* **PROBLEM REQUIREMENTS**
Extract every entry word for word. Skip the pictures.

[START OF LISTED ENTRIES]

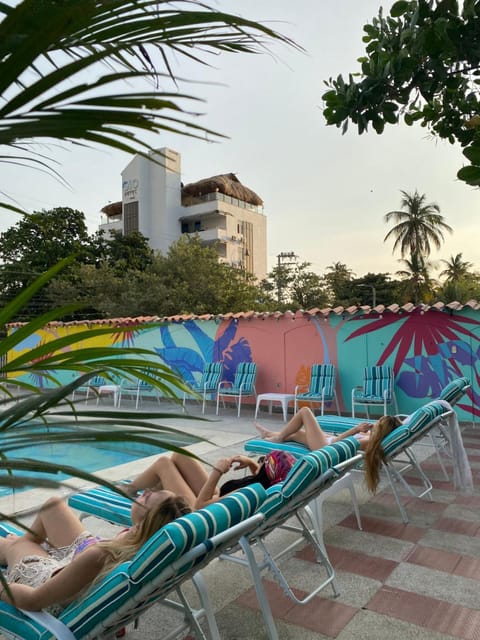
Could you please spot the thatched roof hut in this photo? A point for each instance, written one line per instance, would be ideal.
(227, 184)
(112, 209)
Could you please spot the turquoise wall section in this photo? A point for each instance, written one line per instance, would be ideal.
(426, 349)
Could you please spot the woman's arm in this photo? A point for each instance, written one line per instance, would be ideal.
(208, 493)
(245, 461)
(62, 587)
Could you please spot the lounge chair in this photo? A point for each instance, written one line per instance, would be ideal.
(300, 496)
(208, 384)
(172, 556)
(243, 385)
(137, 390)
(295, 499)
(397, 444)
(377, 390)
(321, 388)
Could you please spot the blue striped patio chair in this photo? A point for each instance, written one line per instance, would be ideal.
(377, 390)
(172, 556)
(300, 496)
(243, 385)
(90, 388)
(209, 382)
(321, 388)
(137, 390)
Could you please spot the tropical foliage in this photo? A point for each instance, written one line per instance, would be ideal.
(63, 80)
(421, 64)
(418, 226)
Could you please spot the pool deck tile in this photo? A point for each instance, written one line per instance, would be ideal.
(442, 536)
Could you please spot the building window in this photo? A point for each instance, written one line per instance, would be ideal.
(130, 215)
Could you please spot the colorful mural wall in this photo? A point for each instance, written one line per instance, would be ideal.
(426, 349)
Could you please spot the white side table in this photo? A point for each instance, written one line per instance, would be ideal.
(109, 389)
(283, 398)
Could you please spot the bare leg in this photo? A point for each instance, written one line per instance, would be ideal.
(55, 522)
(182, 475)
(302, 428)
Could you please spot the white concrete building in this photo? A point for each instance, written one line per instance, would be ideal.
(219, 209)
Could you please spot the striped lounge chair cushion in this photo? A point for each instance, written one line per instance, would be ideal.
(103, 503)
(454, 390)
(259, 446)
(377, 380)
(158, 553)
(307, 468)
(424, 415)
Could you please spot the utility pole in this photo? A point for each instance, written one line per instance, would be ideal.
(284, 259)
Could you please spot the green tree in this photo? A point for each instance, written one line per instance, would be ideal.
(128, 252)
(189, 279)
(421, 63)
(294, 287)
(417, 285)
(339, 282)
(61, 81)
(417, 226)
(198, 283)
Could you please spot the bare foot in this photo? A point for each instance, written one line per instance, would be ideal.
(266, 434)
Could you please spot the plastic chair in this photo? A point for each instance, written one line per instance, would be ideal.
(209, 383)
(243, 385)
(377, 390)
(321, 389)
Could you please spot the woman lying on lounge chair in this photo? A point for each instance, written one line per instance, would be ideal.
(58, 558)
(185, 476)
(304, 428)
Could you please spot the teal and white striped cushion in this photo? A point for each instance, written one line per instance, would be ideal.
(158, 553)
(259, 446)
(376, 381)
(454, 390)
(392, 443)
(315, 463)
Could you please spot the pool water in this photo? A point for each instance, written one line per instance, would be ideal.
(87, 457)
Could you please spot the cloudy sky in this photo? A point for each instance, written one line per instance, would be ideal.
(325, 194)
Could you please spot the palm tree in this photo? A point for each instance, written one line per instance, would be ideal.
(417, 226)
(62, 65)
(456, 268)
(417, 284)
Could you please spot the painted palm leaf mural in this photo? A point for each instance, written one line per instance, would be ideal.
(428, 355)
(189, 361)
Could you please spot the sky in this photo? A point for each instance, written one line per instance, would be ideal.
(325, 194)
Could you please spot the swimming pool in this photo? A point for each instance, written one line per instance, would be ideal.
(90, 457)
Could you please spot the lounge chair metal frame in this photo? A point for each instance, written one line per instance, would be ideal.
(303, 507)
(137, 389)
(209, 383)
(377, 390)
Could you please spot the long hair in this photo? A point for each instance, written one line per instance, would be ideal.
(374, 454)
(121, 549)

[END OF LISTED ENTRIES]

* **WRITTEN RESPONSE**
Could you please spot the thatched roof hut in this photo? A point for each instance, written one line per instance, would be ideal.
(227, 184)
(112, 209)
Could you please spot the turquoise wall section in this photo? A point for each instance, written one line per instance, would be ideal.
(426, 349)
Could you please spot the woman's arm in this photo? A point for each instance, written one line per instance, would be ideal.
(208, 493)
(245, 461)
(62, 587)
Could you please spot the lounge chair in this photo? A point for each instance, written one line per instance, would be ideal.
(300, 496)
(208, 384)
(172, 556)
(243, 385)
(137, 390)
(295, 499)
(397, 444)
(377, 390)
(321, 388)
Could you please spot the blue striped patio chair in this photo? A point for each instance, written one line per instance, would be ideal.
(377, 390)
(172, 556)
(300, 496)
(243, 385)
(90, 388)
(209, 382)
(321, 388)
(137, 390)
Could you please spot the tropical foliage in this photo? A point for each instance, written one line per instance, would be ideal.
(63, 80)
(421, 64)
(418, 226)
Could you please spot the pool deck tile in this photo? A point for each instance, written one line per instance, would be ideal.
(442, 536)
Could you please spot the building window in this photo? A point for each instance, written one line per instance, would be ideal.
(130, 215)
Could you please spot the colorful mural wall in this photo? A point for each instance, written one line per instance, would be ideal.
(426, 349)
Could you please spot the white side table in this photo? A point for each instance, written one line per instance, would be ideal.
(109, 389)
(283, 398)
Could you please spot the bare leg in this photo? A point for each instance, written one line per instance, would be ideal.
(55, 522)
(182, 475)
(302, 428)
Could you please spot the white concrete building in this photo? A point for each instance, written one line per instance, would be ideal.
(219, 209)
Could you please spot the striped lounge chair cushion in this photo? A point for each instance, written one line per instance, would be ideal.
(103, 503)
(454, 390)
(259, 446)
(377, 380)
(158, 553)
(307, 468)
(424, 415)
Could you please spot the utility pole in this photo? A point for each instance, written one line per instance, would be ideal.
(284, 259)
Could you please spot the green tree in this photo? A point for each instance, written one line per instance, would be ideal.
(128, 252)
(189, 279)
(421, 63)
(294, 287)
(417, 285)
(339, 282)
(61, 81)
(417, 226)
(198, 283)
Could you please spot the bare foot in this photo? A point for each instance, written one line per instance, would be ideal.
(266, 434)
Could you please spot the plastic chair in this photo? A point for each instance, written one line per instance, would be ideal.
(209, 383)
(243, 385)
(377, 390)
(321, 389)
Could you please spot the woman lying on lounge chair in this photo? A point for each instance, written one line per instance, would be ideal.
(58, 558)
(185, 476)
(304, 428)
Could you please spot the teal and white striped cushion in this photo? A point for each instance, written one line per instance, would be ideal.
(158, 553)
(259, 446)
(376, 381)
(454, 390)
(392, 443)
(315, 463)
Could you please spot the pool water in this photo? A point for each instance, written one line per instance, would be ideal.
(87, 457)
Could you please spot the cloudy sky in this photo? A point for each instance, written one line per instance, would be ideal.
(325, 194)
Could you please spot the palm tree in this photo? A point for each instance, written one line per instance, would be ideal.
(417, 226)
(62, 65)
(456, 268)
(417, 284)
Could you please spot the painted palm leaf mural in this photo? A point for each instance, written one line per instance, would be ideal.
(428, 355)
(189, 361)
Could you please spot the sky in this photo? A point for each instance, written one line per instance, would be ideal.
(325, 194)
Could you please spot the swimming pool in this photo? A point for each instance, written one line per instance, would be ideal.
(90, 457)
Could you please spot the lounge chair metal frame in this photo? A point for each instance, written one line per instance, would be ideal.
(303, 507)
(137, 389)
(209, 383)
(377, 390)
Could you please spot the long hair in this photo? A point for each instance, written one line per instance, would be ideal.
(374, 454)
(121, 549)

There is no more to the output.